[Location annotation dataset excerpts]
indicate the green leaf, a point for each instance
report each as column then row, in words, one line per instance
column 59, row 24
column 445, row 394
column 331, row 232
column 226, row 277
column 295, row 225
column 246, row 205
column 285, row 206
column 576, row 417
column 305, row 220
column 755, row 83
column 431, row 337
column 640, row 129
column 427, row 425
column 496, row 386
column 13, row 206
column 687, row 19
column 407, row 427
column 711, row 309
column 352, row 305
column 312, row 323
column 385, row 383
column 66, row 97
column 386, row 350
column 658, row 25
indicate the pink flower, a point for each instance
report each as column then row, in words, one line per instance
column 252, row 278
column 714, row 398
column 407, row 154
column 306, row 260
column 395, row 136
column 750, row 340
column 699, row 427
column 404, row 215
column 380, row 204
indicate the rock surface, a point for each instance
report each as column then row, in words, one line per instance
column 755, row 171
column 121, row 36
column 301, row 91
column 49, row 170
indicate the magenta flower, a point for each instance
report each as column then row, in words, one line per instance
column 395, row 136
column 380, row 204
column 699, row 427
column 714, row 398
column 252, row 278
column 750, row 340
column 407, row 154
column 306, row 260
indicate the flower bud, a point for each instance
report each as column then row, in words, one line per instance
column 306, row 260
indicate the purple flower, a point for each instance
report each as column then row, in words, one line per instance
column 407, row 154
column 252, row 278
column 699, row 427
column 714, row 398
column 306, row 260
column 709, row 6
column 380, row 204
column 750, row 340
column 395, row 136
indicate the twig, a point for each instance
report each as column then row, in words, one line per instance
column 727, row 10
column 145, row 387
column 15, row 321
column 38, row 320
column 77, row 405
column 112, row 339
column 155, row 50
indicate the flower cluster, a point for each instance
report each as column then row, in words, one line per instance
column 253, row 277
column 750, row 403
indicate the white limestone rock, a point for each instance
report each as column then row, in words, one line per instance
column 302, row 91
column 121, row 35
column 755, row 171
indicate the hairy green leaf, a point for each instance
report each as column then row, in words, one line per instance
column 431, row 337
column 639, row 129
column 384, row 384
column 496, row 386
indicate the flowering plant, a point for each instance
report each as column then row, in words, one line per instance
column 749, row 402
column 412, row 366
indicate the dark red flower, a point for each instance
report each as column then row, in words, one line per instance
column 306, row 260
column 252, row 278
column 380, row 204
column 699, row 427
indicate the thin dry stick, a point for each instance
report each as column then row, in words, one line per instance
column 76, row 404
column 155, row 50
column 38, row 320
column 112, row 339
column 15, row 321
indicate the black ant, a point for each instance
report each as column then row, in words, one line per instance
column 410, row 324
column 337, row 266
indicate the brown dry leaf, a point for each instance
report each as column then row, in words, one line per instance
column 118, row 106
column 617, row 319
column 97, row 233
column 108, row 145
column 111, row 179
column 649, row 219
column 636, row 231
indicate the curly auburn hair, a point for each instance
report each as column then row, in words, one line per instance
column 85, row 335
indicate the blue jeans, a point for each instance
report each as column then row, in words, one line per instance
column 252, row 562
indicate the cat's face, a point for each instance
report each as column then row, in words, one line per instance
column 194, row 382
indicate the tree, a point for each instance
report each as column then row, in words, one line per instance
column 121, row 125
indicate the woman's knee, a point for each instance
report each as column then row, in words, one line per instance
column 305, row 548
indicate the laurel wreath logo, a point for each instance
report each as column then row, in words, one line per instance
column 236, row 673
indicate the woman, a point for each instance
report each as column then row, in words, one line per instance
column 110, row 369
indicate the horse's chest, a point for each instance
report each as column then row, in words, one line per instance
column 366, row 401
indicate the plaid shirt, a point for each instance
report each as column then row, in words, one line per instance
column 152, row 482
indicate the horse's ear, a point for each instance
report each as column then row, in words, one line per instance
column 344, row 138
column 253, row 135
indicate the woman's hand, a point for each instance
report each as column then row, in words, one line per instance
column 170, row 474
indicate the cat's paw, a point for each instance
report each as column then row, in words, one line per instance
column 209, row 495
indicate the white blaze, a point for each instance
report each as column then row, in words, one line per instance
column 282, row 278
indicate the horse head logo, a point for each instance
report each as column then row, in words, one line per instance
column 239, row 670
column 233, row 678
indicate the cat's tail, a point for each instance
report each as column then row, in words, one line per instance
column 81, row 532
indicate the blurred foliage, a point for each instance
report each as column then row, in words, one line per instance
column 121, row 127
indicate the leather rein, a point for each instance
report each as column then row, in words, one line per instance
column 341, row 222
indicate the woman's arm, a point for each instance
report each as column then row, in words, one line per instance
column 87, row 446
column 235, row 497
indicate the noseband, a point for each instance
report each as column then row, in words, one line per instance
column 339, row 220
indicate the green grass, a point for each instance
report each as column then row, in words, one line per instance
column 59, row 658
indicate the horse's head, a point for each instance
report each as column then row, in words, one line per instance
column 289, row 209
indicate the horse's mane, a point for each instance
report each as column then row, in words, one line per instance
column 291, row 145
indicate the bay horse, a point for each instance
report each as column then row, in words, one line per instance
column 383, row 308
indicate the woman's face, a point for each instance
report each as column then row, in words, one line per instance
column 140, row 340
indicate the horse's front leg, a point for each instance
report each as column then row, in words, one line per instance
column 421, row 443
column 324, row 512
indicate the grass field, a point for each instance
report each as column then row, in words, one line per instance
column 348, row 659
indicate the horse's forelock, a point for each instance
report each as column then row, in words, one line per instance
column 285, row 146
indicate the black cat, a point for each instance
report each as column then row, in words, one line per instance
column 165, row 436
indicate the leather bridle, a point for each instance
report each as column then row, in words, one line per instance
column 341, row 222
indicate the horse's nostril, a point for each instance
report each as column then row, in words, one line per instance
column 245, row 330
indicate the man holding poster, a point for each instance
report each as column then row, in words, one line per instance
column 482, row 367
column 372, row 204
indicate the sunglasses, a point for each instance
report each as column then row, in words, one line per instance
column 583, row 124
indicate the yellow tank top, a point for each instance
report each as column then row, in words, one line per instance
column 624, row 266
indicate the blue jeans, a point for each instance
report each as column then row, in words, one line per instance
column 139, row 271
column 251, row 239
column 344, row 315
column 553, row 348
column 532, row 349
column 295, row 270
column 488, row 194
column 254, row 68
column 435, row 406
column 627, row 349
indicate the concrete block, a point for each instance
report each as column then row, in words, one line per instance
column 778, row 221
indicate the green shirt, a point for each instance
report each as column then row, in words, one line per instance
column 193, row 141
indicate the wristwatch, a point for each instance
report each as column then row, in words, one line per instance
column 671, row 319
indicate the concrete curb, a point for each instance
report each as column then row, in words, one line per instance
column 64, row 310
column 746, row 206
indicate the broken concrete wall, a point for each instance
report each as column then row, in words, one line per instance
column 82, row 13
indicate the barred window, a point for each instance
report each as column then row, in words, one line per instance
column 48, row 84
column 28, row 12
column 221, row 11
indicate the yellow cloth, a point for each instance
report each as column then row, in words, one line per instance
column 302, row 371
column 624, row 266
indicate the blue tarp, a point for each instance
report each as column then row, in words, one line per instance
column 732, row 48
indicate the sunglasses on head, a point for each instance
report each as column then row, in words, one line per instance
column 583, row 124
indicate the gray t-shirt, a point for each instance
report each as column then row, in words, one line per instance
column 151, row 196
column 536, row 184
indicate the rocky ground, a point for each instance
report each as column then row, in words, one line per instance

[What to produce]
Rewrite the material between the lines holding "indicate the curly" and "column 170, row 474", inclusive, as a numbered list with blank lines left out.

[Solved problem]
1. indicate the curly auburn hair, a point for each instance
2. report each as column then row, in words, one line per instance
3. column 85, row 335
4. indicate the blue jeans, a point for each instance
5. report each as column then row, in words, one line per instance
6. column 252, row 562
7. indicate the cat's face, a point for each instance
8. report each as column then row, in words, one line per instance
9. column 194, row 382
10. indicate the tree, a point for each instance
11. report each as column then row, in words, one line per instance
12. column 121, row 125
13. indicate the woman's knee, a point for each instance
14. report each as column then row, in words, one line per instance
15. column 305, row 548
16. indicate the laurel wreath logo, a point for each instance
17. report each as column then row, in words, one line per instance
18. column 236, row 673
19. indicate the woman, a point for each instance
20. report each as column then row, in words, one line per instance
21. column 110, row 369
22. indicate the horse's chest, a point for each instance
23. report each as column then row, in words, one line per instance
24. column 366, row 401
25. indicate the plaid shirt, a point for each instance
26. report each as column then row, in words, one line per instance
27. column 152, row 482
28. indicate the horse's ear, a point for each instance
29. report each as column then row, in words, one line per instance
30. column 344, row 138
31. column 253, row 135
32. indicate the woman's hand, a point for each instance
33. report each as column then row, in words, one line per instance
34. column 170, row 474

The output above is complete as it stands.